- [Text segment]

==============================

Siham Alawami is an Arab woman known for her documentaries of Arab culture in Austria. She has also worked closely with legendary U.S. boxer, Muhammad Ali.

== Early life and education ==

Qatari-born, Alawami, left the Middle East after completing high school to study further in Austria. She graduated from Webster University Vienna with Master's degrees in European Studies and European Law.

== Career ==

Alawam developed TV programs and campaigns to promote the City of Vienna and its relations with the Gulf countries, as well as creating an understanding among the youth of Vienna. Alawami started as a PR specialist for the intergovernmental organization, OPEC, in Austria where she spent over 30 years and organized 30 Viennese Balls in Dubai, Abu Dhabi and Oman, the last of which was in 1996. As part of her role at OPEC she was also responsible for briefing NATO on OPEC's goals and mission. Alawami has also worked as a print and television journalist and has produced, directed and presented various TV programs in Arabic, English and German. In 1977, Alawami worked as a private secretary for boxing legend Muhammad Ali at his Deer Lake Training Camp.

==============================

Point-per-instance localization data
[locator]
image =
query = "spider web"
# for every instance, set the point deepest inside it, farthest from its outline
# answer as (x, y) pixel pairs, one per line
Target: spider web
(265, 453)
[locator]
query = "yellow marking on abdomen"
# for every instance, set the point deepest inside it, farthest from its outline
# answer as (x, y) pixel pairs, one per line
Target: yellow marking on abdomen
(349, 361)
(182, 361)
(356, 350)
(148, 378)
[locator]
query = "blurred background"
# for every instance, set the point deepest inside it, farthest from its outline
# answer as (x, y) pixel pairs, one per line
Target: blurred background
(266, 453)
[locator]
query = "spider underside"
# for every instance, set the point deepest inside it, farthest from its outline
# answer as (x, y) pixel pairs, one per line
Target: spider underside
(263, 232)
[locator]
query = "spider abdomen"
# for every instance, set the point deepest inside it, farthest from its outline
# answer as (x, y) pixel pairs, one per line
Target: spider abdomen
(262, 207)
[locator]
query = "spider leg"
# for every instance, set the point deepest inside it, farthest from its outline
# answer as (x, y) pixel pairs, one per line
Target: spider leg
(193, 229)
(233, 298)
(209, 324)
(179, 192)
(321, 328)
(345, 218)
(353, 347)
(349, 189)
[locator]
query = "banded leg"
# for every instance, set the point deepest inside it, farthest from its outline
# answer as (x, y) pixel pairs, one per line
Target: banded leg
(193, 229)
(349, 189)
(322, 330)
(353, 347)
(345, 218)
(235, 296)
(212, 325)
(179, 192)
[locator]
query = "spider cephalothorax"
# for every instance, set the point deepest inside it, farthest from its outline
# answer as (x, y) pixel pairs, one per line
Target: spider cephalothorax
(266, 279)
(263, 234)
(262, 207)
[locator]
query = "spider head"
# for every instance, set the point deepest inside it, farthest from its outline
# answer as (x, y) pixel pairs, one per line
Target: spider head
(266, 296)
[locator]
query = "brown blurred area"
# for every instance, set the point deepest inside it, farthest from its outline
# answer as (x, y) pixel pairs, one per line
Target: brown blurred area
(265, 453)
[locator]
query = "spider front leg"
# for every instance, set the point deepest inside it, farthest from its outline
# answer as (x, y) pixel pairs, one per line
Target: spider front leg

==============================

- [What is required] Revise the Siham Alawami text between "Qatari-born, Alawami, left" and "and European Law.", inclusive, replacing "high school" with "secondary school".

- [Completed exercise]
Qatari-born, Alawami, left the Middle East after completing secondary school to study further in Austria. She graduated from Webster University Vienna with Master's degrees in European Studies and European Law.